═════ Extrait du document ═════

C’est à l’occasion d’une violente dispute entre ses parents au sujet de son éducation que Mustafa Kemal fut pour la première fois confronté au dualisme troublant que les réformes avaient introduit dans l’ensemble de la société urbaine. Dans la plupart des familles, la ligne de fracture entre les modes de vie alla franca et alla turca se superposait à celle entre les générations, opposant généralement les parents aux enfants ; chez Mustafa, elle divisait les parents. À l’instar de nombreux musulmans et dönme de la classe moyenne et supérieure de Salonique, Ali Rıza voyait dans l’éducation moderne un gage d’ascension sociale pour sa progéniture. C’est pourquoi il voulait inscrire Mustafa dans une école dönme, celle de Şemsi Efendi, où l’exercice de la pensée critique était la règle, au détriment de l’apprentissage par cœur. Ce type d’établissement était fortement influencé par le modèle français et se caractérisait notamment par l’usage de pupitres et de cartes murales ; l’accent y était mis sur les mathématiques et les matières scientifiques (quoique les matières religieuses y fussent également enseignées). Plus pieuse, Zübeyde préférait que le seul de ses fils à avoir survécu fréquente une école traditionnelle où l’enseignement, assuré par des clercs, serait centré sur la religion et la langue arabe. La dispute se solda par un compromis assez singulier. Afin de contenter sa mère, Mustafa fréquenta d’abord l’école religieuse (où il portait un exemplaire du Coran attaché contre la poitrine). Mais il n’y resta que quelques jours, le temps d’apprendre une poignée d’hymnes, après quoi Ali Rıza, considérant que sa promesse à Zübeyde avait été honorée, s’empressa de l’envoyer à l’école de Şemsi Efendi*26.

Nul doute que la grande prédilection d’Atatürk pour l’innovation doit beaucoup à ces années pendant lesquelles, comme quelques rares autres enfants à travers l’empire, il fut éduqué dans une école privée où l’emprise de la religion était faible. Les pratiques avant-gardistes de cet établissement – qui proposait par exemple des cours de gymnastique – suscitèrent la colère des conservateurs ; ces derniers réussirent occasionnellement à faire fermer l’école, voire encouragèrent des foules à la vandaliser*27. Le jeune Mustafa semble avoir beaucoup apprécié l’école de Şemsi Efendi. Cependant, le décès de son père vint mettre un terme à cette période heureuse.

═════ Données recueillies ═════

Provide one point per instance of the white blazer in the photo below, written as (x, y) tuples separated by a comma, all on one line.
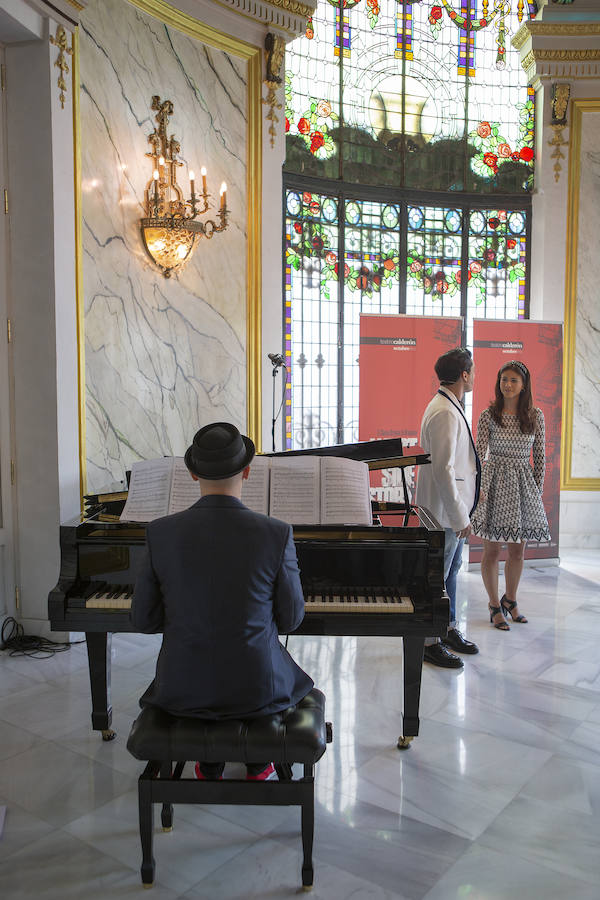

═════

## Objectif de l'exercice
Poursuivez le récit consacré à la scolarité du jeune Mustafa Kemal en reprenant juste après sa dernière phrase.

## Résultat attendu
La maigre pension de veuve de sa mère – 40 piastres par mois, l’équivalent d’une vingtaine d’euros de nos jours – la contraignit à retourner à Langaza, près de sa Vodina natale. Là, elle put vivre sous la protection de son oncle par alliance, Langazalı Hüseyin Ağa, qui travaillait comme intendant dans une ferme musulmane assez importante. Passant brusquement du confort urbain à la vie à la campagne, et de la classe moyenne à la quasi-pauvreté, le jeune Mustafa eut du mal à s’adapter. Rien ne le stimulait dans les tâches simples que lui confiait Hüseyin Ağa, comme chasser les corbeaux des champs de féveroles*28. L’interruption de sa scolarité attristait immensément sa mère. Certes, Mustafa fréquenta brièvement une école grecque associée à une église voisine, puis apprit quelques rudiments de turc et de calcul auprès d’un intendant albanais de la ferme où travaillait son oncle. Mais cela ne pouvait suffire à son éducation. Aussi Zübeyde décida-t-elle de le renvoyer en ville*29.

Mustafa retourna à Salonique pour habiter chez sa tante paternelle, Hatidjé. C’est alors qu’un incident malheureux le conduisit à quitter le collège de la ville : dans un accès de colère, l’un de ses enseignants le frappa violemment pour avoir participé à une bagarre entre élèves. Ensanglanté et humilié, Mustafa sortit de l’établissement pour ne plus jamais y remettre les pieds*30. L’année suivante, à l’âge de treize ans, il prit l’une des décisions les plus importantes de sa vie : contre l’avis de sa mère, il présenta secrètement sa candidature au collège militaire de Salonique. Dans ses souvenirs, Mustafa Kemal décrit la forte impression que lui faisaient depuis toujours les uniformes des cadets et des officiers*31. Son voisin était un officier supérieur dont le fils fréquentait ce collège. Lorsqu’elle apprit qu’il était accepté, Zübeyde se résigna devant le fait accompli. C’est ainsi que Mustafa embrassa la carrière militaire.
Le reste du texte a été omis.